> [TUGAS LATIHAN A]
Menurut kutipan dokumen tentang Liga Super Tiongkok, pada tahun berapa saja Guangzhou Evergrande menjuarai Asian Champions League?

+++

Meski dipandang sebelah mata, Asia tetap menjadi pelabuhan yang menarik bagi sebagian pemain top Eropa untuk mengadu nasib. Salah satu negara yang saat ini tengah ramai diperbincangkan adalah Tiongkok. Negara yang memiliki luas daratan terbesar keempat di dunia di iringi dengan jumlah populasi penduduk terbesar hingga mencapai 1,3 miliar jiwa ini memiliki daya tariknya tersendiri.

Chinese Super League
(pict: en.as.com)

Reformasi sepakbola Tiongkok telah mengubah wajah sepakbola di negeri tirai bambu tersebut. Berbagai hal telah dilakukan seperti mendorong pihak swasta untuk berpartisipasi, pembinaan pemain usia muda, penambahan dan perbaikan fasilitas latihan kelas dunia dan mendatangkan pelatih-pelatih sarat pengalaman. Walau sampai sekarang tiongkok belum mampu berbicara banyak dilevel timnas, namun dilevel klub, Tiongkok menjadi yang perhitungkan. Salah satunya Guangzhou Evergrande yang telah menjuarai Asian Champions League pada tahun 2013 dan 2015.

Chinese Super League atau biasa disingkat CSL menjelma menjadi salah satu liga terkompetitif di Asia. Berdasarkan rilis AFC per 2 Juli 2019, CSL berada diperingkat teratas, disusul Stars League Qatar diperingkat kedua, dan J-League Jepang diperingkat ketiga.

Guangzhou Beijing CSL

Atas gerakan reformasi ini beberapa klub profesional di CSL menjelma menjadi klub yang bergelimang harta. Masuknya pihak swasta dalam kepemilikan klub membuat sebagian klub ini mendapat pasokan dana besar yang membuat mereka mampu untuk menarik sebagian pemain top yang sebelumnya bermain untuk kesebelasan besar di Eropa. Beberapa diantaranya bahkan masih berada di usia emas pesepakbola.

Untuk saat ini beberapa nama tenar telah menghiasi beberapa klub, seperti Paulinho dan Anderson Talisca di Guangzhou Evergrande. Marko Arnautovic, Oscar dan Hulk di Shanghai SIPG. Stephan El Shaarawy, Odion Ighalo, dan Giovanni Moreno di Shanghai Shenhua. Salomon Rondon, Marek Hamsik dan Yannick Carrasco di Dalian Yifang. Sandro Wagner di Tianjin Teda, Graziano Pelle dan Marouane Fellaini di Shandong Luneng dan masih banyak lagi.

Arnautovic Shanghai SIPG CSL
(pict: gettyimages.com)

Mereka telah mengangkat CSL menjadi salah satu liga terbaik di Asia. Bahkan mampu untuk menyaingi J-League dan K-League dari Jepang dan Korea Selatan. Di kompetisi antar klub di Asia khususnya di wilayah timur, mayoritas klub dari ketiga negara tersebut menguasai dan saling sikut menuju laga final.

+++

> [TUGAS LATIHAN B]
Saring listing di bawah ini dan salin setiap baris yang memuat kata "could".

+++

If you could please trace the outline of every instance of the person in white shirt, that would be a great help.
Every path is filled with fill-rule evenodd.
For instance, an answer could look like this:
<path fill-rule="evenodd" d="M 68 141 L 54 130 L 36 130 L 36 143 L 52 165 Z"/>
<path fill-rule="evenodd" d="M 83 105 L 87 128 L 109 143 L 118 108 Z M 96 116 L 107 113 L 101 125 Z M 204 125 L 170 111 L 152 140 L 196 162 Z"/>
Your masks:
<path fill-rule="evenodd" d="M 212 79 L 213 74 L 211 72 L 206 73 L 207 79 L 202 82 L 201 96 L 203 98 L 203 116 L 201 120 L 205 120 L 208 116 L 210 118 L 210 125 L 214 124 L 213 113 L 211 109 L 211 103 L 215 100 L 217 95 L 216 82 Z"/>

+++

> [KELUARAN LENGKAP A]
Guangzhou Evergrande menjuarai Asian Champions League pada tahun 2013 dan 2015.

> [KELUARAN LENGKAP B]
If you could please trace the outline of every instance of the person in white shirt, that would be a great help.
For instance, an answer could look like this:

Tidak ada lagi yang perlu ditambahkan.